About this task: Using the data below, please return every line exactly as given.

Extracted entries:

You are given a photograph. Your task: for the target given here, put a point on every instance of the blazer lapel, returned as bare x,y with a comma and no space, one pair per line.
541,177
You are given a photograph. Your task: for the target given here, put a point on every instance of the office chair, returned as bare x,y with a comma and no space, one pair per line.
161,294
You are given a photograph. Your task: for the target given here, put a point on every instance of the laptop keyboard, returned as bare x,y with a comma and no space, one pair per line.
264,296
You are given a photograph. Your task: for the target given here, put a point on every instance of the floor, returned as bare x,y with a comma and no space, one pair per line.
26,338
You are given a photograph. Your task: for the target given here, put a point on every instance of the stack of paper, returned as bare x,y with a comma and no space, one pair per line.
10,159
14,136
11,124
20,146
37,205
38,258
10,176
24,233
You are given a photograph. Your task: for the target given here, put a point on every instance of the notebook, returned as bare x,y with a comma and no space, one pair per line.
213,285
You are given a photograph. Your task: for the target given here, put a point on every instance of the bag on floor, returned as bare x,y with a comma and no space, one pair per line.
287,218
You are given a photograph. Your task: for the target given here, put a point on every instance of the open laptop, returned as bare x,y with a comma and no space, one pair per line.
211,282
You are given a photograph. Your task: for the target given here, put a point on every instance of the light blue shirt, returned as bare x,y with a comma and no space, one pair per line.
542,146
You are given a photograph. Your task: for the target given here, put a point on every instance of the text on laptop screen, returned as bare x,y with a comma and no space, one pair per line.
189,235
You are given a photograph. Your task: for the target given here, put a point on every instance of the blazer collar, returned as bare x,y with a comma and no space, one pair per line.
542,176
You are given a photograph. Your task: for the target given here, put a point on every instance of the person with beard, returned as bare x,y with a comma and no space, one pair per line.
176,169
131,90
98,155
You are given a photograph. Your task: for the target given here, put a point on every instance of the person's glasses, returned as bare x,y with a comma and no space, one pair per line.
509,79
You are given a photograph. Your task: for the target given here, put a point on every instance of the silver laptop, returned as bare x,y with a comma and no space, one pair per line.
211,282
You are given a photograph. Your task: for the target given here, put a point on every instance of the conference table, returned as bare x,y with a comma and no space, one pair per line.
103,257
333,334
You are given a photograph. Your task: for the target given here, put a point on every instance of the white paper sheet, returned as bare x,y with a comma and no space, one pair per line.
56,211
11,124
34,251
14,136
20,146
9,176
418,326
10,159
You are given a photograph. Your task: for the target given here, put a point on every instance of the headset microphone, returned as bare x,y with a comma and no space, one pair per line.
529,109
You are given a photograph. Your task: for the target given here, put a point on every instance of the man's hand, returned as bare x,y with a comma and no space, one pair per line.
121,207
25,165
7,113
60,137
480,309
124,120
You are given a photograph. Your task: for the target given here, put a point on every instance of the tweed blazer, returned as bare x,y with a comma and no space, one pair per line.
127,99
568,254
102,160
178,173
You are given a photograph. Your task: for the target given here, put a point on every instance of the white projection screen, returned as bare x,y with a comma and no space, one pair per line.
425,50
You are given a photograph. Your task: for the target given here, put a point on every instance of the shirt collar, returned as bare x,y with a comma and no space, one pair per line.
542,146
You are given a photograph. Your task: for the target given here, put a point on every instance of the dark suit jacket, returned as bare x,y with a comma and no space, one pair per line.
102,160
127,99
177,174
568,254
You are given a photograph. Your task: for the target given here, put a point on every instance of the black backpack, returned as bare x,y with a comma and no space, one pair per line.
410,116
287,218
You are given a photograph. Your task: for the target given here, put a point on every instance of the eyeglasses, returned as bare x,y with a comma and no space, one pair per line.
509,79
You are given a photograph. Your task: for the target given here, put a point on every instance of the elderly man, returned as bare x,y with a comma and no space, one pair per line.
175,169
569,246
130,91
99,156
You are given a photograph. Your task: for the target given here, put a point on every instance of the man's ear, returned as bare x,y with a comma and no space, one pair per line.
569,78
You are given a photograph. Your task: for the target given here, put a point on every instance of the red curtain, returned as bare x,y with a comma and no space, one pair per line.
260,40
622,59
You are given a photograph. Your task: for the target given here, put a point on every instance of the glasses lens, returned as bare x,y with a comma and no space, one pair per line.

Written reply:
You are given a photograph. Your task: for the target given here, put a point on every instance of the blazer lapel, returned as bare x,y with a comma and no space, one pair per line.
541,177
You are given a photograph. Your task: for the target given here, put a point on every instance of the office chair, returned as bare x,y with a comma and no space, one pair per line.
161,294
You are given a photograph. Your task: for the target given here, put a point on every instance of the laptop keyboard, returned as bare x,y with a comma and no space, one pair per line.
264,296
You are given a photograph. Your task: for the target given here, put a point on every instance of the floor, returned as bare x,y with a comma and no space, one pair per line.
26,338
You are given a photograph. Your task: for the target given here, put a point on every instance of the stack of paper, returned as bare x,y with a comma and no space, one pair per line.
10,159
14,136
11,124
20,146
37,205
38,258
10,176
24,233
You are given a photograph. Your task: for the target given here, put a point on every instance of the notebook, returned as bare x,y with a comma and no space, one pair per line.
213,285
You are given a photograph. Your task: for the target given here, put a point on every instance of the bag on floor, returned as bare x,y with a comma and no space, one pair per line.
287,218
You are given a photograph. Your task: for the target given here, put a point on every instance of the open laptop, returned as bare x,y with a comma and no space, one pair per line.
211,282
You are given a photograph. Your task: for the target given here, put a point on every instance of the light blue shirt, returned as bare x,y with a comma and no space, one pair per line.
542,146
You are given a photograph. Your task: for the target given here, put a point on every instance of the text on laptop screen, returned as bare x,y with a comma and no space, one pair per line.
189,235
You are given a photograph. Your task: for the target given here, put a point on every instance of the blazer collar, returned as bare x,y with a comma and no space, one pair per line.
542,176
You are given a photograph. Your task: for the target given here, put a point on every instance of the person with beard, returned as bare x,y with a comma and no space, one pair per line.
176,169
131,90
98,155
You are given a photograph. Your task: for the target given here, put a point on every instance of the person's glasses, returned as bare x,y with a comma and no space, one pair per line.
509,79
You are given a photograph. Your task: for the target given here, put a point on every instance of the silver laptop, returned as bare x,y with a comma and no space, one pair per line.
211,282
You are given a photograph. Your task: for the target given here, put a point on every instance of the conference table, returned as bare x,y with a comma and no space, one pair per line.
103,257
333,334
You are given a photograph. Your task: for the target given here, put a point on every instance of the white paper sheet, returned as bare x,y with a comma and no space, one pair per line.
56,211
11,124
34,251
14,136
20,146
9,176
418,326
10,159
You are given a photograph. Your task: for the target given here, put a point on every instance of the headset microphone, returned as bare x,y with a comma and no space, one pair per line.
529,109
You are given a photograph. Your task: for the target given here, put a point on every instance of the man's hand, returned as bare x,y with a comma and no space, one pair per line.
121,207
25,165
7,113
60,137
480,309
124,120
You are given a photograph. Your task: for the target given here, put a point on every instance of the tweed blazer, returned as bare x,y with a comma and no space, one pair per line.
127,99
568,254
102,160
178,173
You are given a photograph. Your task: for the target given here, put a point on every instance of the white projection screen, returned as bare x,y with a comma and no space, one pair per line.
425,50
You are given a photograph. Your task: for the target given here, put a point on every instance of the shirt collar, returned as bare x,y with a comma and no space, one pair per line.
542,146
You are given a photograph. Your task: for the target given here, put a point on every instance of the dark suit jacket, returned as bare x,y with a comma and no space, one pair per line.
102,160
127,99
177,174
568,254
You are given a photograph. Your task: for the target given here, put a point on every instance of the black backpack, returned as bare x,y with a comma and no space, one pair per line.
410,116
287,218
You are given a photograph. Your task: for the target given here, put a point on every instance of the eyeglasses, returned as bare x,y with a comma and no space, one pair per line.
509,79
You are given a photograph. Your task: for the target given here, put a point on every instance of the elderly man, returned as bare x,y with a comma and no space, one pair per line.
175,169
569,246
130,91
99,156
You are given a photograph. Your task: for the target given here, put a point on every instance of the man's ear, returned as bare x,y with a comma and no space, one pair per line.
569,78
You are given a photograph. Your task: for the target given here, put a point on every instance of the red curtain, returned as bare x,y with a comma and no space, one pair per line.
260,40
622,59
You are given a photograph. Your task: for the target given here, put a point on every instance of the glasses lens, returned as bare x,y with a comma and no space, one pair per line.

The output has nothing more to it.